PASSAGE SHOWN:
# # # # # # #

While the rest of the State suffers from disturbing decline, leadership by Rep. Stephen Dwight and CCA is having a positive effect on Big Lake

In a report presented to the Wildlife and Fisheries Commission in August, LDWF biologists said that Calcasieu Lake oysters saw a 50% increase in total abundance in 2018 over 2017. This is a far cry from reports of previous years which saw oyster abundance in Big Lake suffer about a 90% decrease since 2003.

So what’s made the difference? There are likely numerous factors, but the most notable difference during the 2017-18 oyster season was the removal of oyster dredges (or scrapers) as the primary means of harvest.  Oyster dredges are intended to scrape the oysters off of the reef substrate at a faster rate but many times during that harvest the reef material is removed along with the oyster. Over time that results in a loss of elevation of that reef material and in most cases a reduced capacity to sustain oyster development year after year. 

In 2017, after years of declining oyster abundance and the threat of a totally closed 2017-18 oyster season in Calcasieu, Representative Stephen Dwight of Lake Charles teamed up with Coastal Conservation Association of Louisiana to pass House Bill 156, prohibiting the use of dredges / scrapers in Calcasieu and Sabine Lakes, and allowing hand-tonging as the only means of harvest.

# # # # # # #

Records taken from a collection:

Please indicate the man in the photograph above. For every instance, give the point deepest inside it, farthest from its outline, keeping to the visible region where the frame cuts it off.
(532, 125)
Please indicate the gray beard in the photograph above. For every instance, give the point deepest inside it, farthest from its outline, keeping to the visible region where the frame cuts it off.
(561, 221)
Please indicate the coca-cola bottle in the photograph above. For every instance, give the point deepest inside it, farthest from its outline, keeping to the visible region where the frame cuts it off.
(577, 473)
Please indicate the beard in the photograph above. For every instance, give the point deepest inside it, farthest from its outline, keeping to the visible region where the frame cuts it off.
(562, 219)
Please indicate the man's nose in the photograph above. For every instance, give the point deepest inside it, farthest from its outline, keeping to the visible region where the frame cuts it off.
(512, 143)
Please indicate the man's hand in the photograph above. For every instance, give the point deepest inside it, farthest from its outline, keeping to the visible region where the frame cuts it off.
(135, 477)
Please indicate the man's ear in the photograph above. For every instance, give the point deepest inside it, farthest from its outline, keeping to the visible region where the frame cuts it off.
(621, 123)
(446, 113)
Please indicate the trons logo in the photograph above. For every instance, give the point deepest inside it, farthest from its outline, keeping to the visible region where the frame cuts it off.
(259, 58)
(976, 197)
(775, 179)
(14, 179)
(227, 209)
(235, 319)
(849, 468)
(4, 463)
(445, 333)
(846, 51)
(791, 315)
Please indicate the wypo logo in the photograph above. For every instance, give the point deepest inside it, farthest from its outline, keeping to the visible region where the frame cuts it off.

# # # # # # #

PROBLEM A:
Please copy the oyster article word for word, from "While the rest" up to and including "decrease since 2003.".
PROBLEM B:
Answer these questions from the oyster article:
(i) By what percentage did total oyster abundance in Calcasieu Lake increase in 2018 over 2017?
(ii) What other name does the article give for oyster dredges?
(iii) What bill number prohibited the use of dredges in Calcasieu and Sabine Lakes?

WRITTEN ANSWER A:
While the rest of the State suffers from disturbing decline, leadership by Rep. Stephen Dwight and CCA is having a positive effect on Big Lake

In a report presented to the Wildlife and Fisheries Commission in August, LDWF biologists said that Calcasieu Lake oysters saw a 50% increase in total abundance in 2018 over 2017. This is a far cry from reports of previous years which saw oyster abundance in Big Lake suffer about a 90% decrease since 2003.

WRITTEN ANSWER B:
(i) 50%
(ii) Scrapers
(iii) House Bill 156